● TEXTE:
..........

Le chantier de restauration de Notre-Dame de Paris a révélé des secrets inédits sur sa construction et l’origine précise des matériaux employés, mais aussi sur les techniques d’édification ingénieuses déployées par les bâtisseurs médiévaux. Tout aussi surprenante, l’étude des structures et des éléments récupérés a permis de reconstituer les conditions climatiques des différentes époques qui ont jalonné la construction de ce monument emblématique.
La catastrophe de l’incendie de la cathédrale Notre-Dame de Paris a déclenché l’ouverture d’un chantier scientifique inédit qui a permis d’amasser des connaissances tant sur l’édifice lui-même que sur sa construction en passant par le climat de l’époque.
À l’heure de la réouverture de Notre-Dame de Paris, on se remémore encore le choc de l’incendie du 15 avril 2019 et l’état de sidération qu’il a laissé chez certains d’entre nous. Mais, au-delà de Paris, de la France et même de l’Europe, les émotions plurielles ressenties se sont très rapidement traduites en mobilisations tout aussi plurielles. Il a alors fallu fédérer les volontés, les compétences et les forces en présence. Notre rôle a consisté à structurer l’organisation des recherches tout en assurant l’articulation du chantier scientifique avec les acteurs de l’archéologie ainsi qu’avec la maîtrise d’œuvre (architectes en chef de monuments historiques) et la maîtrise d’ouvrage (Établissement public « Rebâtir Notre-Dame »).

..........

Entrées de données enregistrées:
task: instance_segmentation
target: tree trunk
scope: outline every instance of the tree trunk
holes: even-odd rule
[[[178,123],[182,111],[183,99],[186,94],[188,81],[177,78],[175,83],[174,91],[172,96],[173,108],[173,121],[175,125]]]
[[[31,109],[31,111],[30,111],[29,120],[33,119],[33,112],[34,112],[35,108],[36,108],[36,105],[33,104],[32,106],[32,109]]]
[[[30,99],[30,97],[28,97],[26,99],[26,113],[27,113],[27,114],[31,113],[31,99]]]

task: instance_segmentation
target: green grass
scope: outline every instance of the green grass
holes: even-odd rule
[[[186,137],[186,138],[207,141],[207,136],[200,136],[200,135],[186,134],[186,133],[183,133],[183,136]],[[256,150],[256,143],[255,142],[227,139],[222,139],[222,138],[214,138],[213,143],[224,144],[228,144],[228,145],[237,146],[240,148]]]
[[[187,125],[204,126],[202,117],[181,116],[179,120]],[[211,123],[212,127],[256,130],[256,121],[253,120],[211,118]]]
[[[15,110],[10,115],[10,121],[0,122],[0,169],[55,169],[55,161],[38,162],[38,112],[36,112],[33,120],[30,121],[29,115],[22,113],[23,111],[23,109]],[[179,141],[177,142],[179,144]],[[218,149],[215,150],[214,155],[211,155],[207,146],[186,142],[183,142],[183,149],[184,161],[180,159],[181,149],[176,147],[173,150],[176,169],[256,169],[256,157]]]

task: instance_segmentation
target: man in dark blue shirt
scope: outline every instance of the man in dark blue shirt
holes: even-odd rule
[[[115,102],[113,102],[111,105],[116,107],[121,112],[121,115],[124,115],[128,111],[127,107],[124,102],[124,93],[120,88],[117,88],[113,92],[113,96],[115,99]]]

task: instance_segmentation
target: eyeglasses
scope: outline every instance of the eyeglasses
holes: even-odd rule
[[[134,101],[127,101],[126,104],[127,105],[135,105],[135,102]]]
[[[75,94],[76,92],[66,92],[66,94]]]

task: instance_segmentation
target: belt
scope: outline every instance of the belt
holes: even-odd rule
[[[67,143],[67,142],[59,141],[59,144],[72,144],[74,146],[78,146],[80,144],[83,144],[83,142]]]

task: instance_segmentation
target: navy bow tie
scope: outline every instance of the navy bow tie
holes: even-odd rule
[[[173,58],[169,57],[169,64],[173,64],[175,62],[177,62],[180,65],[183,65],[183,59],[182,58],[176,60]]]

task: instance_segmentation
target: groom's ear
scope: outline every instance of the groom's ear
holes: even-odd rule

..........

● CONSIGNES DE L'EXERCICE:
**a)** Selon le texte sur Notre-Dame de Paris, à quelle date l'incendie de la cathédrale s'est-il produit ?
**b)** Recopiez le passage du texte sur Notre-Dame de Paris compris entre « Le chantier de » et « climat de l’époque. », ces deux passages inclus.

● RÉPONSES:
**a)** Le 15 avril 2019.

**b)**
Le chantier de restauration de Notre-Dame de Paris a révélé des secrets inédits sur sa construction et l’origine précise des matériaux employés, mais aussi sur les techniques d’édification ingénieuses déployées par les bâtisseurs médiévaux. Tout aussi surprenante, l’étude des structures et des éléments récupérés a permis de reconstituer les conditions climatiques des différentes époques qui ont jalonné la construction de ce monument emblématique.
La catastrophe de l’incendie de la cathédrale Notre-Dame de Paris a déclenché l’ouverture d’un chantier scientifique inédit qui a permis d’amasser des connaissances tant sur l’édifice lui-même que sur sa construction en passant par le climat de l’époque.